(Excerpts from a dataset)
------------------------

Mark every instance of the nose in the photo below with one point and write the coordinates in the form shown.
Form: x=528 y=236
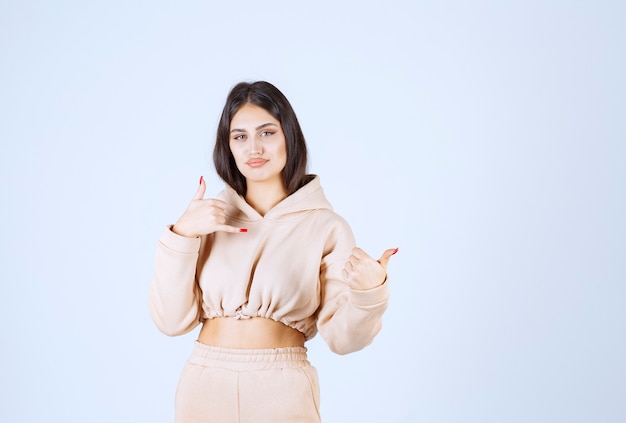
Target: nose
x=256 y=148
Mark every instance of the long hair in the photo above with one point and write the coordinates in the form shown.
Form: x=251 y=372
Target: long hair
x=267 y=96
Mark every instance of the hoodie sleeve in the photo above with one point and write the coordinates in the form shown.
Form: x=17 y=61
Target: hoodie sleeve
x=348 y=319
x=175 y=297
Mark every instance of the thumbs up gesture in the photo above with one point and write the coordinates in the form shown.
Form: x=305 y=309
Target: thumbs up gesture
x=204 y=216
x=364 y=272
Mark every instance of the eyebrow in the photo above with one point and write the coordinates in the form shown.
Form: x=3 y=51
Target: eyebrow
x=265 y=125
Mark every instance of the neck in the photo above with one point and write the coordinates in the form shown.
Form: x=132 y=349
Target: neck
x=263 y=197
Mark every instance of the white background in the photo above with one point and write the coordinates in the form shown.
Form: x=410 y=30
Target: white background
x=485 y=139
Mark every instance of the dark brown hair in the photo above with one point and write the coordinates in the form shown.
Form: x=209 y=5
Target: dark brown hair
x=267 y=96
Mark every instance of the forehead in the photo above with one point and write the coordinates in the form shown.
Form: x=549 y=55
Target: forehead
x=252 y=116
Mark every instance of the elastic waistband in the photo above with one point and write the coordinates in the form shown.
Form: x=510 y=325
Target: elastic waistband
x=248 y=359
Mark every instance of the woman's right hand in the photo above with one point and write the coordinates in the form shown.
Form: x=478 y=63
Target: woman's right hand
x=204 y=217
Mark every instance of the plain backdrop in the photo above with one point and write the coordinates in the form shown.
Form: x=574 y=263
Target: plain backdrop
x=485 y=139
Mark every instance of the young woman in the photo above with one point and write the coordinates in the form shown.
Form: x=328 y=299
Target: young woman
x=263 y=268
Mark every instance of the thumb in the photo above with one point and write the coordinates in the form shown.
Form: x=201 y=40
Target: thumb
x=384 y=259
x=199 y=195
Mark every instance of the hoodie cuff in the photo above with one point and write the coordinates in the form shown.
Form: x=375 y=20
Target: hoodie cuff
x=370 y=297
x=179 y=243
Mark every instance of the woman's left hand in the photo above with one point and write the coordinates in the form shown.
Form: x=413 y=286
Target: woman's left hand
x=364 y=272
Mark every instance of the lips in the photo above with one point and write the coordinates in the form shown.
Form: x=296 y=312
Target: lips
x=256 y=162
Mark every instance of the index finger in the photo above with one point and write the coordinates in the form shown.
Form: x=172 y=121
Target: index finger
x=231 y=229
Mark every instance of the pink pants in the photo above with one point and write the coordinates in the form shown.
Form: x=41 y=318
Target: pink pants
x=248 y=385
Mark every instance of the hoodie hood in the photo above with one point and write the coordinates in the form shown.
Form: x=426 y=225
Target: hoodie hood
x=308 y=198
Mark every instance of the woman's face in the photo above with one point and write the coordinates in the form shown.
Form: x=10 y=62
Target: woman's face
x=257 y=143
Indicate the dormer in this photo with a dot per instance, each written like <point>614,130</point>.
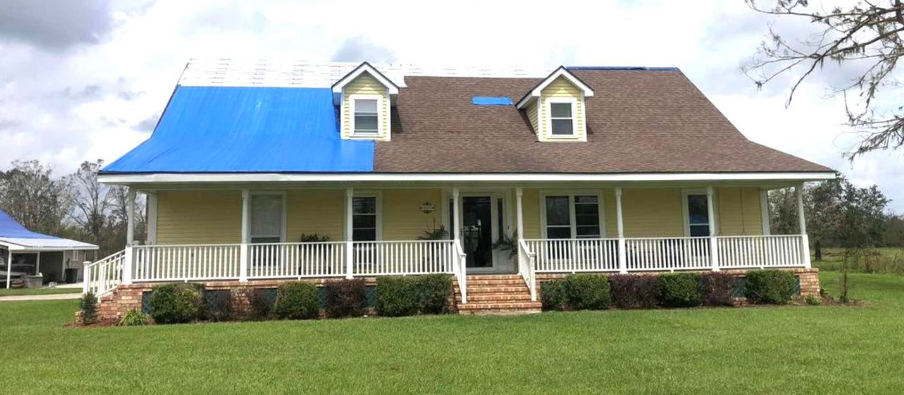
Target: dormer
<point>556,107</point>
<point>365,98</point>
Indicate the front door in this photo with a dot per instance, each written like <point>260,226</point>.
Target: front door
<point>477,231</point>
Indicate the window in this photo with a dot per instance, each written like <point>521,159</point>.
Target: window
<point>366,117</point>
<point>364,218</point>
<point>572,216</point>
<point>561,119</point>
<point>266,218</point>
<point>697,215</point>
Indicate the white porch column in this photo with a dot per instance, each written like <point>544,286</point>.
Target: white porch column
<point>456,228</point>
<point>802,223</point>
<point>130,237</point>
<point>622,254</point>
<point>711,218</point>
<point>349,235</point>
<point>246,234</point>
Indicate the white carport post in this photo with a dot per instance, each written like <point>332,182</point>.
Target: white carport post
<point>243,248</point>
<point>802,223</point>
<point>622,254</point>
<point>711,218</point>
<point>130,236</point>
<point>349,232</point>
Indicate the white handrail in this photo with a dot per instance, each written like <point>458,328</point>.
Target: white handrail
<point>460,269</point>
<point>527,261</point>
<point>105,275</point>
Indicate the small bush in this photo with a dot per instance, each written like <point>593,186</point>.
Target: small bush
<point>260,303</point>
<point>88,305</point>
<point>176,303</point>
<point>552,295</point>
<point>345,298</point>
<point>631,291</point>
<point>587,292</point>
<point>220,305</point>
<point>296,300</point>
<point>434,292</point>
<point>717,288</point>
<point>396,296</point>
<point>133,317</point>
<point>680,290</point>
<point>770,286</point>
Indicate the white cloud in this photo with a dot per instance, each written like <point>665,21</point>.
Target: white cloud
<point>96,98</point>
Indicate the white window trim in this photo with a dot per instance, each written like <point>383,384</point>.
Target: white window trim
<point>282,231</point>
<point>600,201</point>
<point>351,122</point>
<point>379,196</point>
<point>684,214</point>
<point>574,118</point>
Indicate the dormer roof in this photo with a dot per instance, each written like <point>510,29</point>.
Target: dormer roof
<point>534,93</point>
<point>365,67</point>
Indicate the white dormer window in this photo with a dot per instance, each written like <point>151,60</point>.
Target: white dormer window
<point>561,117</point>
<point>366,120</point>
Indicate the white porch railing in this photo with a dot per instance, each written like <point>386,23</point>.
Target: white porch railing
<point>185,262</point>
<point>376,258</point>
<point>285,260</point>
<point>105,275</point>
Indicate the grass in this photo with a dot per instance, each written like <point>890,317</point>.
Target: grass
<point>38,291</point>
<point>888,260</point>
<point>768,350</point>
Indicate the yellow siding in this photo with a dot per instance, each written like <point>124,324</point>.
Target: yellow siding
<point>315,211</point>
<point>738,211</point>
<point>532,115</point>
<point>402,219</point>
<point>530,202</point>
<point>199,217</point>
<point>561,87</point>
<point>365,84</point>
<point>652,212</point>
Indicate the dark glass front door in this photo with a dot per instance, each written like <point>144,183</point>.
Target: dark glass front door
<point>477,230</point>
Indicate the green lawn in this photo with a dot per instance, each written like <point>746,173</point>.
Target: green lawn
<point>769,350</point>
<point>38,291</point>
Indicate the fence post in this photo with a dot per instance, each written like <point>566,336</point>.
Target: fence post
<point>127,265</point>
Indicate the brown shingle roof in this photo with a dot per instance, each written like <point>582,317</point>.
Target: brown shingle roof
<point>638,121</point>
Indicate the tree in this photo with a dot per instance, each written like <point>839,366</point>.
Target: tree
<point>30,194</point>
<point>865,37</point>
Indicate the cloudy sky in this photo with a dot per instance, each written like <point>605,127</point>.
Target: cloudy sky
<point>85,80</point>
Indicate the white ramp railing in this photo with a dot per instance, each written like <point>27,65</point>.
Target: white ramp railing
<point>105,275</point>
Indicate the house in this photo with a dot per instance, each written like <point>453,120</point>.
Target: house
<point>580,169</point>
<point>27,255</point>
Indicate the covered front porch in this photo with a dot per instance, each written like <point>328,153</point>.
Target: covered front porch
<point>203,233</point>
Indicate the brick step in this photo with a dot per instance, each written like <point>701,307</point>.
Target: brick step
<point>508,305</point>
<point>494,277</point>
<point>495,297</point>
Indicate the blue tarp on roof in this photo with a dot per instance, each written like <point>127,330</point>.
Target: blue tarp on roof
<point>248,129</point>
<point>12,229</point>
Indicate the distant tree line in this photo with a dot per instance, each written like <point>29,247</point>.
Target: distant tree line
<point>74,206</point>
<point>839,214</point>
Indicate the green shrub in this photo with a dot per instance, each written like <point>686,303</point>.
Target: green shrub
<point>345,298</point>
<point>434,293</point>
<point>88,305</point>
<point>396,296</point>
<point>552,294</point>
<point>680,290</point>
<point>260,302</point>
<point>770,286</point>
<point>133,317</point>
<point>587,291</point>
<point>296,300</point>
<point>177,303</point>
<point>632,291</point>
<point>717,288</point>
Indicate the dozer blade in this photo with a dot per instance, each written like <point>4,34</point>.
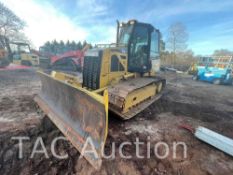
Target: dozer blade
<point>78,113</point>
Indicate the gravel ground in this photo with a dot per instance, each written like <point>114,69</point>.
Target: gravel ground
<point>184,102</point>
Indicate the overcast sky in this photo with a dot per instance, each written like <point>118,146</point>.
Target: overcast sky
<point>209,22</point>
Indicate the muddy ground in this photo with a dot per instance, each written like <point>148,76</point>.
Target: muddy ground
<point>184,102</point>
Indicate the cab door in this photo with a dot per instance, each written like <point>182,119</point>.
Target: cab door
<point>138,53</point>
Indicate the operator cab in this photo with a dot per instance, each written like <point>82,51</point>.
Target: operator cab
<point>142,42</point>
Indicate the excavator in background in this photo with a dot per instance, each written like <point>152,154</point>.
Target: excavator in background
<point>18,53</point>
<point>119,77</point>
<point>69,61</point>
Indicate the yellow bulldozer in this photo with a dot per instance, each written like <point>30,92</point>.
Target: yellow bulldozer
<point>119,77</point>
<point>18,53</point>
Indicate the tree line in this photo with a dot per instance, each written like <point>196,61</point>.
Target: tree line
<point>60,47</point>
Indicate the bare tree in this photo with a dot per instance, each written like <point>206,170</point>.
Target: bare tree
<point>177,39</point>
<point>223,52</point>
<point>10,26</point>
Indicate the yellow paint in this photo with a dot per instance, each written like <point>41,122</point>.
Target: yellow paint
<point>137,96</point>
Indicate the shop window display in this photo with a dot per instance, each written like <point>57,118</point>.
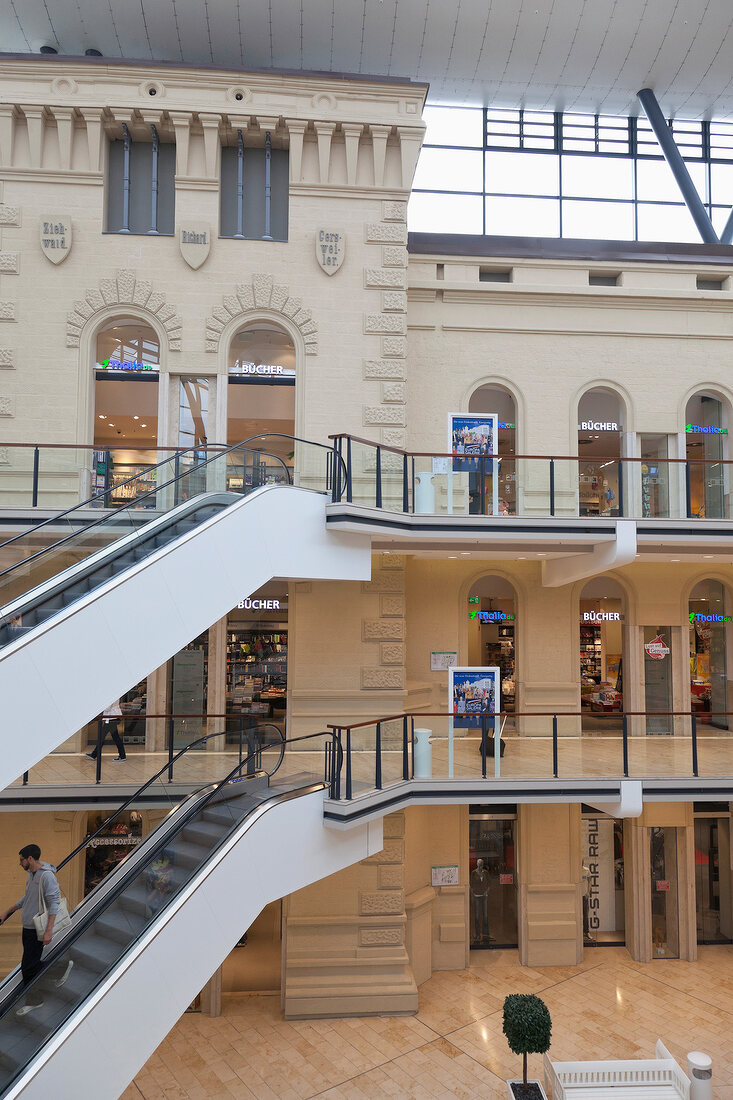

------------------------

All that should be written out is the stretch of lines above between the one holding "Mark every instance of the index" and the one holding "Mark every instance of the pink", inclusive, exactly as given.

*ANSWER TO THE PROBLEM:*
Mark every instance of the index finger in the photo above with one point and write the coordinates in the form shown.
Form: x=172 y=121
Target: index finger
x=231 y=229
Mark every instance of the pink pants in the photo above with one point and write the coordinates in the form shown.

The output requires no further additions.